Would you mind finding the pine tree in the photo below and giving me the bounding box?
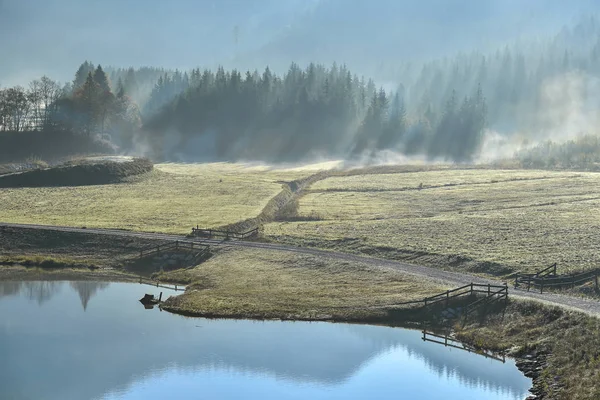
[93,65,112,94]
[124,68,138,96]
[73,61,95,92]
[75,72,101,136]
[116,78,126,99]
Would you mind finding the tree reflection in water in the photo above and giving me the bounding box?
[0,281,23,298]
[70,281,110,311]
[0,281,110,310]
[23,281,63,305]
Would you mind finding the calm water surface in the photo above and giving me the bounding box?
[0,281,531,400]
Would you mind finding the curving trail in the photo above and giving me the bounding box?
[2,222,600,315]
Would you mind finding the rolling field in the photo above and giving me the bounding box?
[0,162,323,234]
[265,169,600,275]
[3,161,600,276]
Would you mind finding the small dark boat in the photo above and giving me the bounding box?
[139,292,162,307]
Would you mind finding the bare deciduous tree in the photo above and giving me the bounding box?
[1,86,31,132]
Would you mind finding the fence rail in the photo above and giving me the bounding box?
[515,264,600,293]
[191,226,259,240]
[139,240,210,259]
[394,282,509,324]
[462,287,508,318]
[399,283,508,308]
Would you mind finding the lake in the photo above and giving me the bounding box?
[0,281,531,400]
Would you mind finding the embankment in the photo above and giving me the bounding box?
[0,157,153,188]
[0,130,116,163]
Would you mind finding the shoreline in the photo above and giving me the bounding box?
[0,264,543,398]
[0,227,592,398]
[1,266,542,399]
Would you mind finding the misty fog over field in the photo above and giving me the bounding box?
[2,0,600,166]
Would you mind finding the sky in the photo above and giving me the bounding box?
[1,0,599,86]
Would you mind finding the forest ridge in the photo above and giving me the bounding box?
[1,14,600,164]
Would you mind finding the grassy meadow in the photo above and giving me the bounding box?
[3,161,600,275]
[0,162,325,234]
[265,168,600,275]
[158,246,444,320]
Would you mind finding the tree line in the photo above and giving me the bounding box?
[0,62,141,150]
[1,60,487,163]
[142,63,486,162]
[384,15,600,138]
[0,77,63,132]
[5,14,600,165]
[513,134,600,171]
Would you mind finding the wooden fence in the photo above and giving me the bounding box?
[400,283,508,309]
[139,240,210,259]
[395,283,509,325]
[515,264,600,293]
[462,286,508,319]
[191,226,259,240]
[514,263,556,288]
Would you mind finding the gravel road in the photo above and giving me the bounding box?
[2,222,599,315]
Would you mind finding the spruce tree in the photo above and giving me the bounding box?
[73,61,95,92]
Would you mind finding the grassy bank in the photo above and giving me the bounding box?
[458,301,600,400]
[0,130,116,163]
[0,226,171,268]
[266,168,600,275]
[0,162,327,234]
[159,246,444,320]
[0,157,154,188]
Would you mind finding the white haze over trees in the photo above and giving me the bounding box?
[1,0,600,166]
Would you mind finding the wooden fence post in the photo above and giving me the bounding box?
[540,281,544,294]
[470,282,473,296]
[488,283,491,296]
[175,240,179,250]
[446,290,449,307]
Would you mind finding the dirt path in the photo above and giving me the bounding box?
[2,221,600,315]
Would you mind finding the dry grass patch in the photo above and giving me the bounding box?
[0,162,322,234]
[266,169,600,274]
[159,247,443,320]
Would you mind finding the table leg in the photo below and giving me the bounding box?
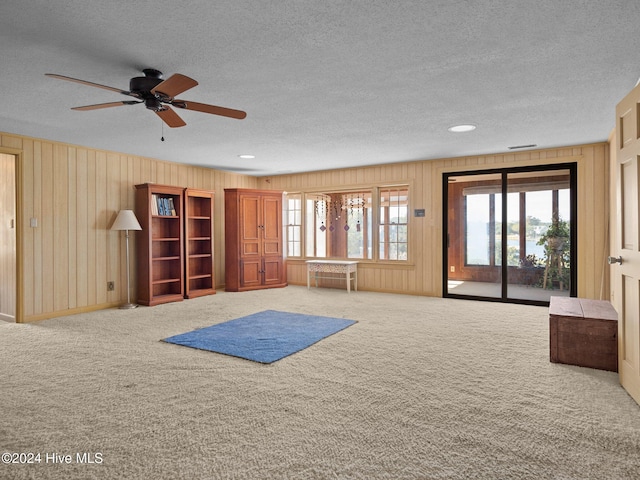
[347,271,351,293]
[307,267,310,289]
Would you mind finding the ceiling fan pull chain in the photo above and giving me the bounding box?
[161,118,165,142]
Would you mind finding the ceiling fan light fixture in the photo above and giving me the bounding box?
[448,124,476,133]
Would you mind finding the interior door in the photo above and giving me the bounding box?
[614,83,640,405]
[0,153,16,322]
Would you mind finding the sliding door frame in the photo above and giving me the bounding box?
[442,162,577,306]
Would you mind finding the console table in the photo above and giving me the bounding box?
[306,260,358,293]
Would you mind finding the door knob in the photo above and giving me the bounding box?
[607,256,623,265]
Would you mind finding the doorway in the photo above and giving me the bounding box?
[443,163,577,305]
[0,152,17,322]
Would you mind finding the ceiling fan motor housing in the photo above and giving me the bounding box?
[129,69,166,110]
[130,75,162,92]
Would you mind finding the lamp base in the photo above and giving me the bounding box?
[119,303,139,310]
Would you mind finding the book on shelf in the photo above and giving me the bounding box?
[151,194,159,216]
[150,195,178,217]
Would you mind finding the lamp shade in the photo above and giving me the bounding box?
[111,210,142,231]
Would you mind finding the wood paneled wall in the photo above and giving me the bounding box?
[2,129,610,322]
[1,132,257,322]
[259,144,610,300]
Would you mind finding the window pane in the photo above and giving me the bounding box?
[466,194,490,265]
[305,198,315,257]
[286,194,302,257]
[344,192,371,259]
[525,190,551,260]
[494,197,502,266]
[506,192,519,266]
[506,169,572,300]
[287,226,300,256]
[558,189,570,220]
[306,196,328,257]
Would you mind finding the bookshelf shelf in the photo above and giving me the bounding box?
[152,278,181,284]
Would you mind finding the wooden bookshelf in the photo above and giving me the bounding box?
[184,188,216,298]
[135,183,184,306]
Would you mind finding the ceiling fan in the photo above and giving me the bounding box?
[45,68,246,127]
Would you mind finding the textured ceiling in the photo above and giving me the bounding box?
[1,1,640,176]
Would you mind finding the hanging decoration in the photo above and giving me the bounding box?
[329,193,338,232]
[355,192,363,232]
[344,193,352,231]
[314,195,328,232]
[315,192,367,233]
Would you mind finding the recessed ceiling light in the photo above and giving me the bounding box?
[448,124,476,133]
[238,154,255,159]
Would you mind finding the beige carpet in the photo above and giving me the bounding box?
[1,286,639,479]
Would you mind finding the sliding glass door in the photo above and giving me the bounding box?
[444,164,576,305]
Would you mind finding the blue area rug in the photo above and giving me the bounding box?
[162,310,357,364]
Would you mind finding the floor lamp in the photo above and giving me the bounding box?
[111,210,142,309]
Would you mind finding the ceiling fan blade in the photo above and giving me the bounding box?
[71,100,142,111]
[151,74,198,99]
[45,73,132,96]
[155,106,186,128]
[173,100,247,120]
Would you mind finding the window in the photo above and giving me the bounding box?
[286,194,302,257]
[305,191,373,259]
[287,186,410,261]
[379,187,409,260]
[465,193,493,265]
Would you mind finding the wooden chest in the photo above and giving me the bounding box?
[549,297,618,372]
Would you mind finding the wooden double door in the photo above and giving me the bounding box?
[224,189,287,291]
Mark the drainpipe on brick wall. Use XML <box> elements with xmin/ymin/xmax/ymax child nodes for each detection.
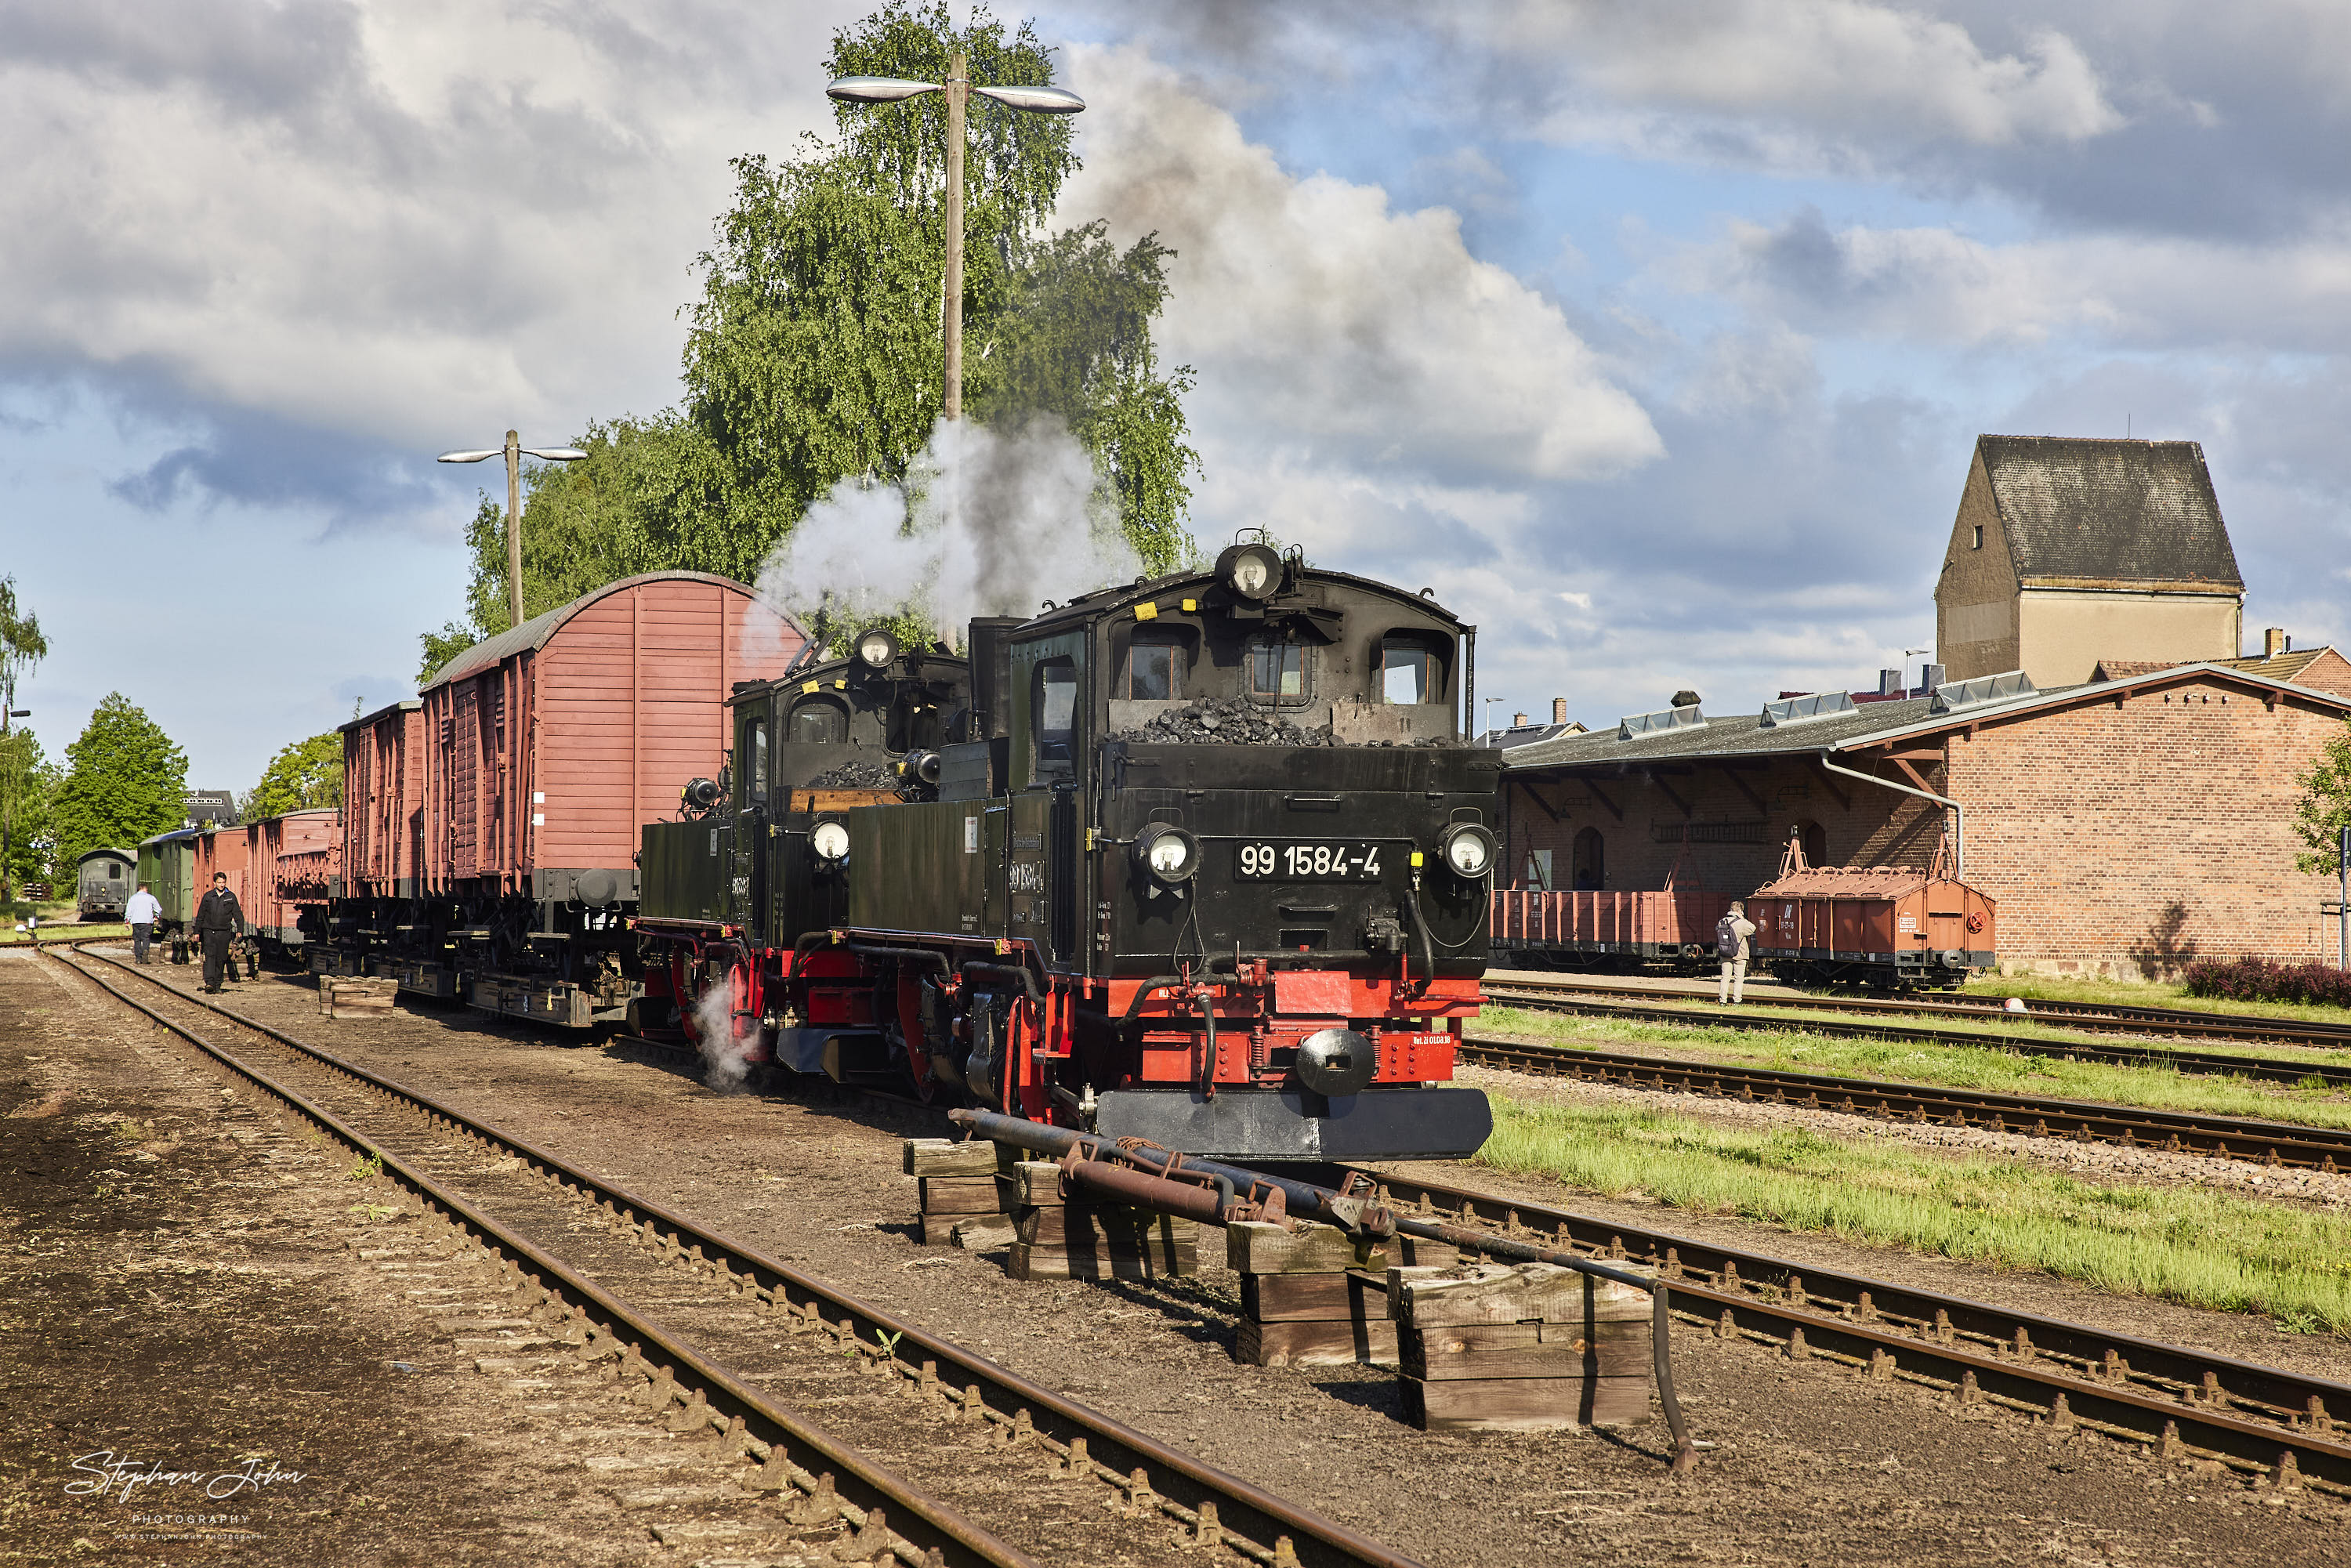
<box><xmin>1817</xmin><ymin>753</ymin><xmax>1965</xmax><ymax>881</ymax></box>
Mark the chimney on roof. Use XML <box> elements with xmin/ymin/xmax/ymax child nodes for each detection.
<box><xmin>2264</xmin><ymin>627</ymin><xmax>2288</xmax><ymax>657</ymax></box>
<box><xmin>1878</xmin><ymin>668</ymin><xmax>1903</xmax><ymax>697</ymax></box>
<box><xmin>1920</xmin><ymin>663</ymin><xmax>1946</xmax><ymax>693</ymax></box>
<box><xmin>1512</xmin><ymin>712</ymin><xmax>1529</xmax><ymax>727</ymax></box>
<box><xmin>1552</xmin><ymin>697</ymin><xmax>1568</xmax><ymax>723</ymax></box>
<box><xmin>1670</xmin><ymin>690</ymin><xmax>1701</xmax><ymax>708</ymax></box>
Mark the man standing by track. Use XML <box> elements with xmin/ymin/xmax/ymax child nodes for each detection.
<box><xmin>1716</xmin><ymin>900</ymin><xmax>1756</xmax><ymax>1005</ymax></box>
<box><xmin>124</xmin><ymin>882</ymin><xmax>161</xmax><ymax>964</ymax></box>
<box><xmin>193</xmin><ymin>871</ymin><xmax>244</xmax><ymax>994</ymax></box>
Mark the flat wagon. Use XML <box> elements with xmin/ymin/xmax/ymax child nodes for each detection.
<box><xmin>1750</xmin><ymin>843</ymin><xmax>1996</xmax><ymax>989</ymax></box>
<box><xmin>324</xmin><ymin>571</ymin><xmax>806</xmax><ymax>1025</ymax></box>
<box><xmin>1490</xmin><ymin>886</ymin><xmax>1735</xmax><ymax>970</ymax></box>
<box><xmin>75</xmin><ymin>848</ymin><xmax>135</xmax><ymax>922</ymax></box>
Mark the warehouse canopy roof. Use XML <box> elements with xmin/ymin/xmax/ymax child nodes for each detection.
<box><xmin>1977</xmin><ymin>436</ymin><xmax>2242</xmax><ymax>588</ymax></box>
<box><xmin>418</xmin><ymin>571</ymin><xmax>774</xmax><ymax>693</ymax></box>
<box><xmin>1504</xmin><ymin>662</ymin><xmax>2351</xmax><ymax>774</ymax></box>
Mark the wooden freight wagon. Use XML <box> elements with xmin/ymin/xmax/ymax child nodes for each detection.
<box><xmin>1489</xmin><ymin>886</ymin><xmax>1735</xmax><ymax>970</ymax></box>
<box><xmin>1750</xmin><ymin>838</ymin><xmax>1996</xmax><ymax>988</ymax></box>
<box><xmin>245</xmin><ymin>809</ymin><xmax>339</xmax><ymax>961</ymax></box>
<box><xmin>329</xmin><ymin>572</ymin><xmax>806</xmax><ymax>1026</ymax></box>
<box><xmin>192</xmin><ymin>826</ymin><xmax>250</xmax><ymax>931</ymax></box>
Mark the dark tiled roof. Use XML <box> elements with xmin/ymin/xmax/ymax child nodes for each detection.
<box><xmin>1978</xmin><ymin>436</ymin><xmax>2242</xmax><ymax>587</ymax></box>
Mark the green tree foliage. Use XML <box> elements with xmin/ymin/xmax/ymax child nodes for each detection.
<box><xmin>2</xmin><ymin>575</ymin><xmax>51</xmax><ymax>900</ymax></box>
<box><xmin>0</xmin><ymin>729</ymin><xmax>60</xmax><ymax>889</ymax></box>
<box><xmin>50</xmin><ymin>694</ymin><xmax>188</xmax><ymax>869</ymax></box>
<box><xmin>2293</xmin><ymin>719</ymin><xmax>2351</xmax><ymax>877</ymax></box>
<box><xmin>248</xmin><ymin>732</ymin><xmax>345</xmax><ymax>818</ymax></box>
<box><xmin>431</xmin><ymin>2</ymin><xmax>1197</xmax><ymax>656</ymax></box>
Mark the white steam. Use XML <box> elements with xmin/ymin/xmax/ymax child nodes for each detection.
<box><xmin>693</xmin><ymin>981</ymin><xmax>755</xmax><ymax>1094</ymax></box>
<box><xmin>754</xmin><ymin>416</ymin><xmax>1141</xmax><ymax>642</ymax></box>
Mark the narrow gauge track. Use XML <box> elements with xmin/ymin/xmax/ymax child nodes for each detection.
<box><xmin>1333</xmin><ymin>1164</ymin><xmax>2351</xmax><ymax>1497</ymax></box>
<box><xmin>48</xmin><ymin>945</ymin><xmax>1416</xmax><ymax>1568</ymax></box>
<box><xmin>1483</xmin><ymin>979</ymin><xmax>2351</xmax><ymax>1089</ymax></box>
<box><xmin>1458</xmin><ymin>1035</ymin><xmax>2351</xmax><ymax>1171</ymax></box>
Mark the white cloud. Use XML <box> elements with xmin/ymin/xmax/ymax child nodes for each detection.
<box><xmin>1056</xmin><ymin>44</ymin><xmax>1662</xmax><ymax>491</ymax></box>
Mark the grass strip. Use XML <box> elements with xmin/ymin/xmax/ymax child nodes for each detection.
<box><xmin>1474</xmin><ymin>1095</ymin><xmax>2351</xmax><ymax>1337</ymax></box>
<box><xmin>0</xmin><ymin>922</ymin><xmax>128</xmax><ymax>948</ymax></box>
<box><xmin>1958</xmin><ymin>972</ymin><xmax>2351</xmax><ymax>1028</ymax></box>
<box><xmin>1479</xmin><ymin>1005</ymin><xmax>2351</xmax><ymax>1131</ymax></box>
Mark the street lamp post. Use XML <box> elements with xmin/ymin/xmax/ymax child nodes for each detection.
<box><xmin>437</xmin><ymin>432</ymin><xmax>589</xmax><ymax>628</ymax></box>
<box><xmin>2</xmin><ymin>705</ymin><xmax>26</xmax><ymax>909</ymax></box>
<box><xmin>826</xmin><ymin>55</ymin><xmax>1083</xmax><ymax>420</ymax></box>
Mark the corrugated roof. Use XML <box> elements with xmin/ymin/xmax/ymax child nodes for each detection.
<box><xmin>421</xmin><ymin>571</ymin><xmax>769</xmax><ymax>692</ymax></box>
<box><xmin>1978</xmin><ymin>436</ymin><xmax>2242</xmax><ymax>587</ymax></box>
<box><xmin>1502</xmin><ymin>663</ymin><xmax>2351</xmax><ymax>774</ymax></box>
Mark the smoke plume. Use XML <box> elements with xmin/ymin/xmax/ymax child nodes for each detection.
<box><xmin>692</xmin><ymin>982</ymin><xmax>755</xmax><ymax>1094</ymax></box>
<box><xmin>754</xmin><ymin>415</ymin><xmax>1141</xmax><ymax>645</ymax></box>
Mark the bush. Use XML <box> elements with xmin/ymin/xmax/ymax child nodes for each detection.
<box><xmin>2180</xmin><ymin>956</ymin><xmax>2351</xmax><ymax>1009</ymax></box>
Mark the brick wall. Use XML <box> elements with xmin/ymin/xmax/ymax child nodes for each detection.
<box><xmin>1502</xmin><ymin>677</ymin><xmax>2350</xmax><ymax>980</ymax></box>
<box><xmin>1947</xmin><ymin>676</ymin><xmax>2342</xmax><ymax>977</ymax></box>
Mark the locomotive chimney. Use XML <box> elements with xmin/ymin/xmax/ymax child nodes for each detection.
<box><xmin>1552</xmin><ymin>697</ymin><xmax>1567</xmax><ymax>724</ymax></box>
<box><xmin>965</xmin><ymin>617</ymin><xmax>1022</xmax><ymax>740</ymax></box>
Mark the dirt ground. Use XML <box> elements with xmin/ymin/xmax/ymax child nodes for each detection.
<box><xmin>9</xmin><ymin>947</ymin><xmax>2351</xmax><ymax>1566</ymax></box>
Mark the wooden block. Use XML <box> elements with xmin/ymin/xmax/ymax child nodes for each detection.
<box><xmin>1016</xmin><ymin>1204</ymin><xmax>1190</xmax><ymax>1250</ymax></box>
<box><xmin>903</xmin><ymin>1138</ymin><xmax>998</xmax><ymax>1178</ymax></box>
<box><xmin>1235</xmin><ymin>1317</ymin><xmax>1400</xmax><ymax>1369</ymax></box>
<box><xmin>1401</xmin><ymin>1374</ymin><xmax>1654</xmax><ymax>1432</ymax></box>
<box><xmin>1226</xmin><ymin>1221</ymin><xmax>1389</xmax><ymax>1275</ymax></box>
<box><xmin>918</xmin><ymin>1176</ymin><xmax>1011</xmax><ymax>1215</ymax></box>
<box><xmin>1012</xmin><ymin>1161</ymin><xmax>1065</xmax><ymax>1208</ymax></box>
<box><xmin>922</xmin><ymin>1213</ymin><xmax>1016</xmax><ymax>1249</ymax></box>
<box><xmin>1389</xmin><ymin>1262</ymin><xmax>1650</xmax><ymax>1330</ymax></box>
<box><xmin>1009</xmin><ymin>1238</ymin><xmax>1194</xmax><ymax>1282</ymax></box>
<box><xmin>1401</xmin><ymin>1318</ymin><xmax>1649</xmax><ymax>1381</ymax></box>
<box><xmin>1396</xmin><ymin>1234</ymin><xmax>1459</xmax><ymax>1267</ymax></box>
<box><xmin>1241</xmin><ymin>1269</ymin><xmax>1388</xmax><ymax>1324</ymax></box>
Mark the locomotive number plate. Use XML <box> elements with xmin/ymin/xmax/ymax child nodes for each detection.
• • •
Your answer must consist only of the lines from the one containing "Mark the dirt" through the last line of the data above, both included, exactly as written.

Answer for this exercise »
Mark the dirt ground. Use XML <box> elements with xmin/ymin/xmax/ymax child nodes for each detection.
<box><xmin>9</xmin><ymin>947</ymin><xmax>2351</xmax><ymax>1566</ymax></box>
Mark the wooden block. Use XML <box> elements with xmin/ymin/xmax/ymax child nodes for each detection.
<box><xmin>1016</xmin><ymin>1204</ymin><xmax>1190</xmax><ymax>1250</ymax></box>
<box><xmin>903</xmin><ymin>1138</ymin><xmax>998</xmax><ymax>1178</ymax></box>
<box><xmin>1235</xmin><ymin>1317</ymin><xmax>1400</xmax><ymax>1369</ymax></box>
<box><xmin>1401</xmin><ymin>1374</ymin><xmax>1654</xmax><ymax>1432</ymax></box>
<box><xmin>1226</xmin><ymin>1221</ymin><xmax>1389</xmax><ymax>1275</ymax></box>
<box><xmin>918</xmin><ymin>1176</ymin><xmax>1011</xmax><ymax>1215</ymax></box>
<box><xmin>1012</xmin><ymin>1161</ymin><xmax>1065</xmax><ymax>1208</ymax></box>
<box><xmin>922</xmin><ymin>1213</ymin><xmax>1016</xmax><ymax>1249</ymax></box>
<box><xmin>1389</xmin><ymin>1262</ymin><xmax>1650</xmax><ymax>1330</ymax></box>
<box><xmin>1009</xmin><ymin>1238</ymin><xmax>1194</xmax><ymax>1282</ymax></box>
<box><xmin>1401</xmin><ymin>1318</ymin><xmax>1649</xmax><ymax>1381</ymax></box>
<box><xmin>1396</xmin><ymin>1234</ymin><xmax>1459</xmax><ymax>1267</ymax></box>
<box><xmin>1241</xmin><ymin>1269</ymin><xmax>1388</xmax><ymax>1324</ymax></box>
Mark the locomotive number plate. Use XML <box> elements with xmin/ymin/xmax/ymax child nodes for each detection.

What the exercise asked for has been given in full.